* Prompt:
Print the data exactly as it is given, please.

-- BEGIN Data lines --

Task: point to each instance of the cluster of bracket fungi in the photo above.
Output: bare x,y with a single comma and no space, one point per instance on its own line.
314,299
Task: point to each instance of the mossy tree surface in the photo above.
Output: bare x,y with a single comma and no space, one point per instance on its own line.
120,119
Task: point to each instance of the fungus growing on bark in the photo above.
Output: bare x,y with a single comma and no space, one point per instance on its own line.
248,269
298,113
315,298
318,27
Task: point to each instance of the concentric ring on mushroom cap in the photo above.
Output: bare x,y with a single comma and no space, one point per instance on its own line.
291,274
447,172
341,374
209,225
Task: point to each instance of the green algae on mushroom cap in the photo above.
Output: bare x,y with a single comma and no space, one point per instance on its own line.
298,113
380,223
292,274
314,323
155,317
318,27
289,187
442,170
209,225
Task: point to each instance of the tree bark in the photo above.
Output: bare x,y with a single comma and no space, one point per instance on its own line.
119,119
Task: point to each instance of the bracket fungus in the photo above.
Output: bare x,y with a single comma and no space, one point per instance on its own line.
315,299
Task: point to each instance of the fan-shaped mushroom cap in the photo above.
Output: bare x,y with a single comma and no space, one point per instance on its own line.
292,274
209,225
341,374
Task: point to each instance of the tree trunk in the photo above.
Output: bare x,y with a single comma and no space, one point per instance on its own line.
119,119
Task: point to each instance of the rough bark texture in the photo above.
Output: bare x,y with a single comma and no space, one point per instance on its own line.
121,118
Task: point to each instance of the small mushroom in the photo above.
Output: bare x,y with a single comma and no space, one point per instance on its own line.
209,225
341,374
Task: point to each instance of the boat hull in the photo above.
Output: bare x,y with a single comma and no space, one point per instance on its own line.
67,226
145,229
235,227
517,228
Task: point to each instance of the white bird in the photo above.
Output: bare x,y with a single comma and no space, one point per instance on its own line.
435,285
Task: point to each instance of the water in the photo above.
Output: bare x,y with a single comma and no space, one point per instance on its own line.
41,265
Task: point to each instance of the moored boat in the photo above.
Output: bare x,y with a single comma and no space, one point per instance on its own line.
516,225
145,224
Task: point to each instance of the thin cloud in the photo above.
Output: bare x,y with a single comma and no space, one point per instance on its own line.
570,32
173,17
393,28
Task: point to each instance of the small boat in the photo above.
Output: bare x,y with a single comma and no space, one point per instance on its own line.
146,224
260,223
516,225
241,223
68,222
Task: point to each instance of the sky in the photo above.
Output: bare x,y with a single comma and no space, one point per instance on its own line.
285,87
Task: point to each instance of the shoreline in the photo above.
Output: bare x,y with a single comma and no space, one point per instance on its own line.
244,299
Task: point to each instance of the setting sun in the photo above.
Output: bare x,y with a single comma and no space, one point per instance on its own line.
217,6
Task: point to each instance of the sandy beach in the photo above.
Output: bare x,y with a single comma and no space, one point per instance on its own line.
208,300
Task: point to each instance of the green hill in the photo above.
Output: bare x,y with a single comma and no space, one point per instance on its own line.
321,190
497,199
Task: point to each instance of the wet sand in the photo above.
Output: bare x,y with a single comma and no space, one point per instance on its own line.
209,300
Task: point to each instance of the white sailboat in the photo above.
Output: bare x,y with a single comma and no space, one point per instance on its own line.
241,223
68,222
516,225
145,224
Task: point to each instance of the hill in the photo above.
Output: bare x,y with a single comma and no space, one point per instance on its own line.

-- END Data lines --

* Written answer:
Task: point to each instance of the cluster of bracket fungi in the photo above.
Output: bare x,y with a single comma and no space, one point per instance on its own line.
314,299
Task: point to each instance of the mossy tree surface in the photo above.
Output: bare x,y with a single comma and no space, one point per instance on its own line.
120,119
Task: point to each instance of the fungus growing on bark in the photo above.
Output: bare x,y with a single comma and no space, one point per instance on its own line.
248,269
298,113
315,298
318,27
Task: point to each instance of the concentric ring on mushroom cap in the photo above.
Output: bare x,y with a single comma and no space, one point per instance on its own line.
291,274
447,172
341,374
209,225
Task: point to each instance of the green algae on mushroom cap in the photo above.
Output: bare x,y with a single comma and no space, one point per instance on its own line.
298,113
380,223
292,274
314,323
155,317
318,27
289,187
442,170
209,225
Task: point to each instance of the tree bark in the photo above.
Output: bare x,y with a single comma and no space, one point per instance on its own line.
119,119
Task: point to each instance of the bracket fungus in the photo above.
Output: bare x,y with a single comma and no space, one point per instance on its own line.
315,299
Task: point to each instance of the fan-shaped mushroom cap in the photo above.
Output: bare x,y with a single comma and no space, one point per instance on its own line.
292,274
209,225
341,374
Task: point to each instance of the tree trunk in the photo above.
Output: bare x,y with a single comma and no space, one point per instance on its own line.
119,119
Task: point to each instance of the rough bark texture in the photo above.
Output: bare x,y with a single comma and no space, one point per instance on its own line.
121,118
Task: point to each instance of the small mushroom in the photo above.
Output: bare x,y with a single comma and no space, one point per instance on its own line.
209,225
341,374
Task: point to each instance of the boat hull in the photo above.
Output: bare x,y with a single comma and no space, one point per instance on its own line.
67,226
145,229
235,227
517,228
Task: point to each instance of the white bird in the photo above.
Output: bare x,y with a single comma and no space, one point per instance on its own line.
435,285
Task: point to each instance of the water in the photo above.
Output: bare x,y with a single comma and no space, one point per instance on its own line.
41,265
Task: point to each instance of the moored boat in the photo above.
Output: bare x,y with a single comma and no space, one point per instance on its own line.
516,225
145,224
Task: point to each instance of the thin cloud in the photo above.
Output: bare x,y with a single comma and no space, one point per instance on its own line.
570,32
173,17
393,28
Task: point to each instance of the small boat in the photo above.
Output: bare x,y with a single comma and no space, one point per instance on its own line.
146,224
260,223
516,225
241,223
68,222
Task: point to each instance of the sky in the photo above.
Output: bare x,y with a single comma and no space, one point per instance on its own line.
285,87
Task: point to each instance of the shoreline in the photo above.
Output: bare x,y with a single comma and no space, one point per instance on its own line.
244,299
Task: point to each instance of the setting sun in the photo above.
Output: bare x,y with a single comma and no space, one point per instance on its own line.
217,6
Task: point to each instance of the sandy beach in the photo above.
Output: bare x,y with a single comma and no space, one point per instance on its own line.
208,300
Task: point to each instance of the green hill in the photo above.
Output: bare x,y with a single comma and no space, one point per instance on its own line.
321,190
497,199
Task: point to each instance of the wet sand in the photo above.
Output: bare x,y with a single comma and no space, one point per instance on its own line.
209,300
Task: point to each instance of the white sailboat in the photo above.
Output: bare x,y with a single comma and no space, one point per instance on its own line.
241,223
68,222
516,225
145,224
Task: point to each instance of the hill in the photo above.
Output: bare x,y with a single comma and no space, one point per instance on its own line.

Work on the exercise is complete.